(REQUIREMENT): Please find every line below that contains the word "white" and copy each of those lines in full.

(DATASET RECORDS):

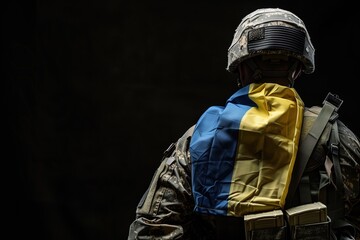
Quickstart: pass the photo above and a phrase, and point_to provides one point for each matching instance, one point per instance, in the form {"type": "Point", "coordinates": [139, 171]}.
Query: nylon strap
{"type": "Point", "coordinates": [308, 144]}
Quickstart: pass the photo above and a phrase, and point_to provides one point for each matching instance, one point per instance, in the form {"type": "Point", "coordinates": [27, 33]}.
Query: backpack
{"type": "Point", "coordinates": [327, 169]}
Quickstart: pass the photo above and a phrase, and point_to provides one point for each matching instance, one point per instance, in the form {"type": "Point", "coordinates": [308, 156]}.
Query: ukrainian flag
{"type": "Point", "coordinates": [243, 153]}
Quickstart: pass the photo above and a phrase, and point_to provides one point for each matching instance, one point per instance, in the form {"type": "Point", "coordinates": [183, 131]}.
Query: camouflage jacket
{"type": "Point", "coordinates": [166, 208]}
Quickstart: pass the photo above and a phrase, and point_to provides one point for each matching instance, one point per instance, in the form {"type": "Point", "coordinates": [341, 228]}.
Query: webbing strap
{"type": "Point", "coordinates": [308, 144]}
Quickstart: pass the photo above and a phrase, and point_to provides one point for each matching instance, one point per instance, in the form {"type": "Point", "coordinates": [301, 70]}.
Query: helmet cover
{"type": "Point", "coordinates": [271, 31]}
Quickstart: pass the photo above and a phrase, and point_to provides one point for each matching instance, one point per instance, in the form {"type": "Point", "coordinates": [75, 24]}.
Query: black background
{"type": "Point", "coordinates": [97, 90]}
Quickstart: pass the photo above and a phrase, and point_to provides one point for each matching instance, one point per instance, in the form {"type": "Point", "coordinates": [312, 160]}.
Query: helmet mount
{"type": "Point", "coordinates": [271, 31]}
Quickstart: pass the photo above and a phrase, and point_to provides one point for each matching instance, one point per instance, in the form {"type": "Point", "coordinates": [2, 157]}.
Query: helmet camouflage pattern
{"type": "Point", "coordinates": [271, 31]}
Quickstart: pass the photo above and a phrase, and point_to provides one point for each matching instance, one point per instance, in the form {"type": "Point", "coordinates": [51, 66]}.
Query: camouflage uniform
{"type": "Point", "coordinates": [166, 209]}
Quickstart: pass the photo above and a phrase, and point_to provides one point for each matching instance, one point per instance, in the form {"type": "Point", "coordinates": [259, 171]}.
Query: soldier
{"type": "Point", "coordinates": [238, 160]}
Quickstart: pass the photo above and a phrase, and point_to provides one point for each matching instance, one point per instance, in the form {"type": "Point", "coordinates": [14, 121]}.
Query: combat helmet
{"type": "Point", "coordinates": [271, 31]}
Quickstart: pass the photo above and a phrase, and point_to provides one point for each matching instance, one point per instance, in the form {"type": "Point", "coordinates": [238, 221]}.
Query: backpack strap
{"type": "Point", "coordinates": [331, 104]}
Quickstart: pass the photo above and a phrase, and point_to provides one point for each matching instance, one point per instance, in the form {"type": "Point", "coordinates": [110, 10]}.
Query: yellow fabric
{"type": "Point", "coordinates": [267, 147]}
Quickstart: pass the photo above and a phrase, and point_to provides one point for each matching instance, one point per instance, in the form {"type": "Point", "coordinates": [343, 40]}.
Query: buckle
{"type": "Point", "coordinates": [334, 148]}
{"type": "Point", "coordinates": [334, 100]}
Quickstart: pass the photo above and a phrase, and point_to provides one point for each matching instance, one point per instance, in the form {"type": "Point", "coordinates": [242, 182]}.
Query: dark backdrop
{"type": "Point", "coordinates": [99, 89]}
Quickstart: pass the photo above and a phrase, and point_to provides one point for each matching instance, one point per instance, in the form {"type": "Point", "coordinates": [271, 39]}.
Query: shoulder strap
{"type": "Point", "coordinates": [331, 104]}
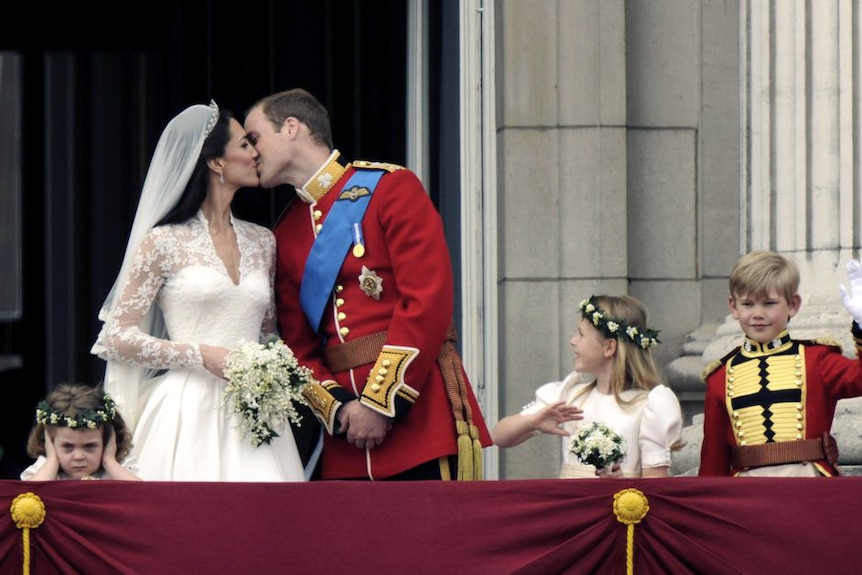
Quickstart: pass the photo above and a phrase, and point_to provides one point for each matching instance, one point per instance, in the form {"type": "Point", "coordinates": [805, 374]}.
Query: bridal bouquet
{"type": "Point", "coordinates": [597, 444]}
{"type": "Point", "coordinates": [265, 382]}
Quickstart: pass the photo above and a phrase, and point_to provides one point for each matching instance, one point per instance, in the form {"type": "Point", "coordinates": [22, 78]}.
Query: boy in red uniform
{"type": "Point", "coordinates": [770, 402]}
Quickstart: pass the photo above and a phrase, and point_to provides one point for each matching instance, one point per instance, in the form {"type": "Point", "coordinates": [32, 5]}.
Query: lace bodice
{"type": "Point", "coordinates": [177, 267]}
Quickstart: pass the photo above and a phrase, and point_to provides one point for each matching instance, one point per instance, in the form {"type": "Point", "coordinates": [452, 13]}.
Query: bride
{"type": "Point", "coordinates": [210, 277]}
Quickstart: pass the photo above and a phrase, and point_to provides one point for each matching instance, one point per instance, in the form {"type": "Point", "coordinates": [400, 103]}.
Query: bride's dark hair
{"type": "Point", "coordinates": [196, 190]}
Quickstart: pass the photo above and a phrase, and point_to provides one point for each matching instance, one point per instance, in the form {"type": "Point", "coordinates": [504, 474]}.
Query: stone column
{"type": "Point", "coordinates": [799, 190]}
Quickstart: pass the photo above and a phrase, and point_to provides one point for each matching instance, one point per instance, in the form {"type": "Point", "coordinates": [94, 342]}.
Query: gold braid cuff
{"type": "Point", "coordinates": [386, 380]}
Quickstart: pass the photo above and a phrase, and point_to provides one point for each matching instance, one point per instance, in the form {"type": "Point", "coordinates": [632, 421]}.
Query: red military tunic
{"type": "Point", "coordinates": [780, 391]}
{"type": "Point", "coordinates": [400, 283]}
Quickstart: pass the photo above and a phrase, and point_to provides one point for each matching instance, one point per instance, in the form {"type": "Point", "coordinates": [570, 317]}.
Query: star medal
{"type": "Point", "coordinates": [358, 241]}
{"type": "Point", "coordinates": [370, 283]}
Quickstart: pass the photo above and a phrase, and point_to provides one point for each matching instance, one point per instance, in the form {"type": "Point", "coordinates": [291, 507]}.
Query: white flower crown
{"type": "Point", "coordinates": [612, 327]}
{"type": "Point", "coordinates": [90, 419]}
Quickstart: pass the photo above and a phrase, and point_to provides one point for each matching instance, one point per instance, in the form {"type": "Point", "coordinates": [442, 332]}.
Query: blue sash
{"type": "Point", "coordinates": [330, 248]}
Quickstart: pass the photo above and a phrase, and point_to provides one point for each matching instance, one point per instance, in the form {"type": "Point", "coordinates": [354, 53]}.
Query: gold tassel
{"type": "Point", "coordinates": [465, 451]}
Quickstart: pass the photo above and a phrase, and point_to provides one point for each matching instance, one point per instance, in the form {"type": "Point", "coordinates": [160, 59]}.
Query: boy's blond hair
{"type": "Point", "coordinates": [759, 272]}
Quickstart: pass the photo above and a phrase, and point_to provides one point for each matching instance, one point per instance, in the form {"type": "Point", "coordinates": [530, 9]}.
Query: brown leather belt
{"type": "Point", "coordinates": [786, 452]}
{"type": "Point", "coordinates": [355, 352]}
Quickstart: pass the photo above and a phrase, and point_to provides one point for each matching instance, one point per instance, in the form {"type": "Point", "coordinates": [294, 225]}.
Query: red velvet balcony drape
{"type": "Point", "coordinates": [692, 525]}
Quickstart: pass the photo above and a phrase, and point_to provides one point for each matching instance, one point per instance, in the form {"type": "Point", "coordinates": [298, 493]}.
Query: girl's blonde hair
{"type": "Point", "coordinates": [73, 400]}
{"type": "Point", "coordinates": [633, 365]}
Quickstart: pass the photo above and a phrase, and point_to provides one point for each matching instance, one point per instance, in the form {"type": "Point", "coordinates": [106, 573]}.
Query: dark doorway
{"type": "Point", "coordinates": [96, 91]}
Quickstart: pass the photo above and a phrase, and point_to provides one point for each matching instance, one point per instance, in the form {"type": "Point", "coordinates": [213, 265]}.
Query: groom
{"type": "Point", "coordinates": [365, 299]}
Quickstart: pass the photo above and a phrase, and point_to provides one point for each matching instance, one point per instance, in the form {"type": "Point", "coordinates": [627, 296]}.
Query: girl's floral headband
{"type": "Point", "coordinates": [90, 419]}
{"type": "Point", "coordinates": [612, 327]}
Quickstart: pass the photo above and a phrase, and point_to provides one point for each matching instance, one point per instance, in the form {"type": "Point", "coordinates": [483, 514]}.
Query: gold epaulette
{"type": "Point", "coordinates": [365, 164]}
{"type": "Point", "coordinates": [715, 364]}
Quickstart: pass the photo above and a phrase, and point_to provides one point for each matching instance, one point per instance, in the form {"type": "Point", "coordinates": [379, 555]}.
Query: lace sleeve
{"type": "Point", "coordinates": [661, 427]}
{"type": "Point", "coordinates": [269, 328]}
{"type": "Point", "coordinates": [123, 339]}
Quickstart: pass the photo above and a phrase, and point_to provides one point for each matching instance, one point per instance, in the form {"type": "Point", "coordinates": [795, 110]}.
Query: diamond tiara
{"type": "Point", "coordinates": [213, 118]}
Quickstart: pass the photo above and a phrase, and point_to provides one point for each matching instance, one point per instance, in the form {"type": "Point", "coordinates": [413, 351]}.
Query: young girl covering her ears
{"type": "Point", "coordinates": [79, 434]}
{"type": "Point", "coordinates": [615, 382]}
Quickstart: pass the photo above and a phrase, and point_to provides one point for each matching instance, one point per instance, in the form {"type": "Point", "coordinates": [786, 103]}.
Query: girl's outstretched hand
{"type": "Point", "coordinates": [549, 419]}
{"type": "Point", "coordinates": [853, 300]}
{"type": "Point", "coordinates": [613, 471]}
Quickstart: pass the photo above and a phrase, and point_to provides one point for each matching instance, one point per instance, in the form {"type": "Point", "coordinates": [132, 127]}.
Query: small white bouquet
{"type": "Point", "coordinates": [264, 383]}
{"type": "Point", "coordinates": [598, 445]}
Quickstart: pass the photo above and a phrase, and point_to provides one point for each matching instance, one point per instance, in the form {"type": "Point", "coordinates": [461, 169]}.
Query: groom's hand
{"type": "Point", "coordinates": [365, 428]}
{"type": "Point", "coordinates": [852, 300]}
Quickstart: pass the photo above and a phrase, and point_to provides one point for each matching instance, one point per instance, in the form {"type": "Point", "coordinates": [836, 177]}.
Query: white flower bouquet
{"type": "Point", "coordinates": [598, 445]}
{"type": "Point", "coordinates": [265, 382]}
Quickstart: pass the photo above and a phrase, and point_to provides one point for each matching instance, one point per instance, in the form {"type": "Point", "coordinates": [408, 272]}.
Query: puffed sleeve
{"type": "Point", "coordinates": [553, 392]}
{"type": "Point", "coordinates": [661, 427]}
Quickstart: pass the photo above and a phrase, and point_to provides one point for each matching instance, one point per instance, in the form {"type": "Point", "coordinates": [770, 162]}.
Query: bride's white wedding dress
{"type": "Point", "coordinates": [183, 431]}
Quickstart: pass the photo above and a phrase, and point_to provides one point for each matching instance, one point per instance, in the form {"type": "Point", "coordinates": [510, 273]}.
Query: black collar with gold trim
{"type": "Point", "coordinates": [754, 348]}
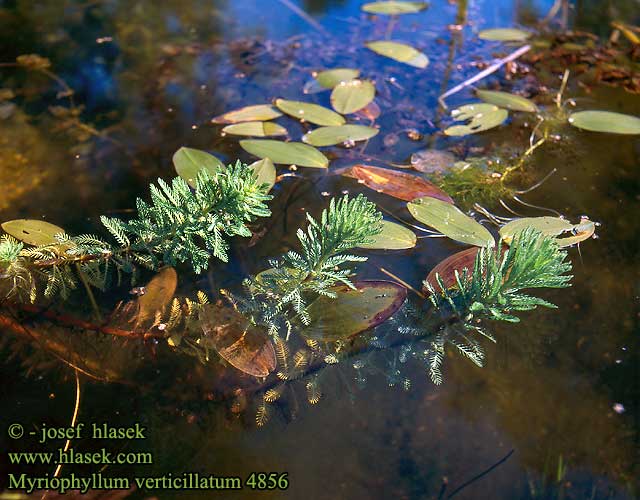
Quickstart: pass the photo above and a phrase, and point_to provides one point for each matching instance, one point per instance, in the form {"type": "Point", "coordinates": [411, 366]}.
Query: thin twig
{"type": "Point", "coordinates": [481, 475]}
{"type": "Point", "coordinates": [484, 73]}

(SOLUTION FOR THIS EXERCISE):
Query: white flower crown
Query: small white bouquet
Query: white flower bouquet
Query: bride's white wedding dress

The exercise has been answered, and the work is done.